## Exercise instructions
Copy the passage on Chinese metadata from "IV. Metadata Interchange" through "named as MICI-DC.", replacing "qualifiers" with "modifiers" each time it occurs.

## Document text
Technical support projects have been reduced to two: 1. The Implementation for Resources Organization and Searching Specification in Digital Museums, and 2. Technology Development of Digital Watermarking and Software Tools (DMPO, 2000).

III. Resources Organization and Searching Specification

Before NSC launched Digital Museum Project, the authors and their colleagues initialized a metadata research team, ROSS (http://ross.lis.ntu.edu.tw), under National Taiwan University Digital Library/Museum (NTUDL/M) Project to study Metadata Interchange for Chinese

(7)

Information (MICI) in March 1997. Its research scope contains the following: to understand the history and features of collections, to study various metadata formats both domestically and internationally, to understand relations among metadata, database and the system framework, and to understand information demand and retrieval behavior of potential users. ROSS held that, our metadata should be able to describe attributes of the collections, to provide users with the mandatory access points, to enhance interoperability among different digital libraries to exchange information, and to take consideration of the quality of cataloging. Most digital collections of NTUDL/M were historical documents. After studying the characteristics of historical documents, ROSS made in-depth studies of the metadata of similar types of collections, including CIMI (Computer Interchange of Museum Information, http://www.cimi.org, describing museum art collections) and EAD (describing archival information). Nevertheless, due to cultural and characteristic differences, these metadata formats are not sufficient to describe Chinese special collections. Hence, it is necessary to focus on the research on Chinese metadata, which is the main goal of ROSS (Chen, Chen, & Chen, 1999).

Resources Organization and Searching Specification Project was carried out by the authors in 1998, and it is continued in 2000 entitled “The Implementation for Resources Organization and Searching Specification in Digital Museums” as a technical support sub-project of Digital Museum Project, NSC. Research of the second year project is focused on related issues on information organization and retrieval in Chinese digital libraries/museums, which include data storage and management system design, user-demand and information retrieval behaviors, and integration among different systems.

Besides historical documents, ROSS began to work on metadata for other resource types (objects, ancient maps, photos/pictures and butterfly specimen) since November 1998. During the process of metadata development, in addition to the frequent discussions with experts/scholars,

(8)

we studied how similar digital museums record their collections. In the first year, ROSS was responsible for the metadata development for two topic-based prototypes, “Discovery of Tamsui River” and “Butterfly Ecology”. In the second year, the main task of ROSS is to develop a management system capable of handling various types of metadata, Metalogy, for all topic-based prototype projects.

IV. Metadata Interchange for Chinese Information

Metadata Interchange for Chinese Information (MICI) adopt the Dublin Core's 15-element as its basic structure. However, in order to describe the attributes of our rich cultural heritage and be more precise on the semantics of the collection descriptions, element qualifiers were added to the appropriate elements based on the attributes of collections. As a result, while extending the scope of its application, it is compatible with international standards as well. This set of Dublin Core-based MICI with self-defined qualifiers is named as MICI-DC.

## Given information
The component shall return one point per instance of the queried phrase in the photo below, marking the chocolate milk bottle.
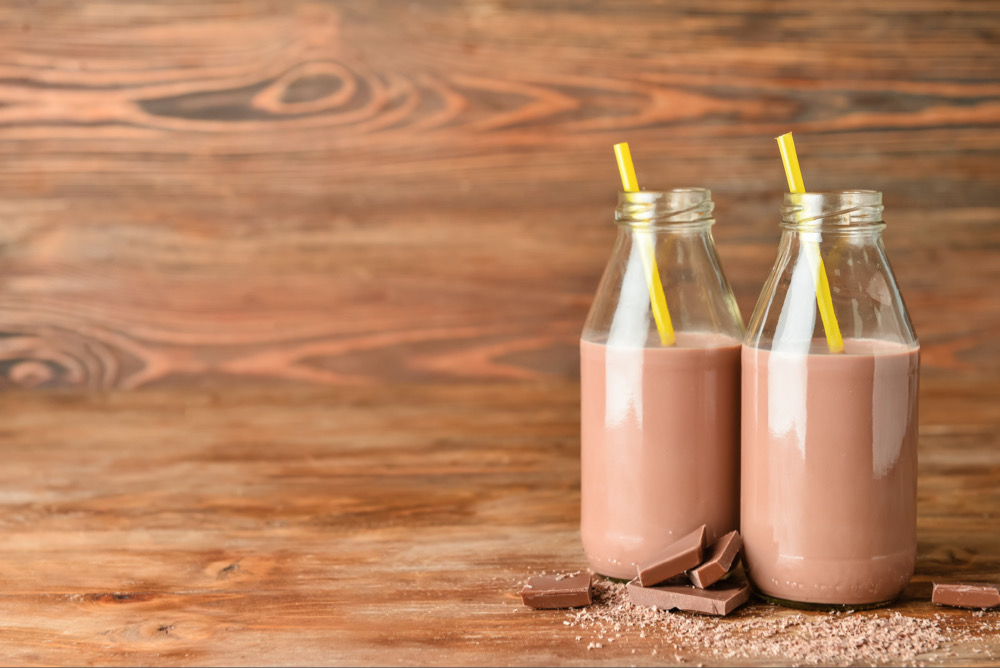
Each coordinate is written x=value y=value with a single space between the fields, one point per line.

## Solution below
IV. Metadata Interchange for Chinese Information

Metadata Interchange for Chinese Information (MICI) adopt the Dublin Core's 15-element as its basic structure. However, in order to describe the attributes of our rich cultural heritage and be more precise on the semantics of the collection descriptions, element modifiers were added to the appropriate elements based on the attributes of collections. As a result, while extending the scope of its application, it is compatible with international standards as well. This set of Dublin Core-based MICI with self-defined modifiers is named as MICI-DC.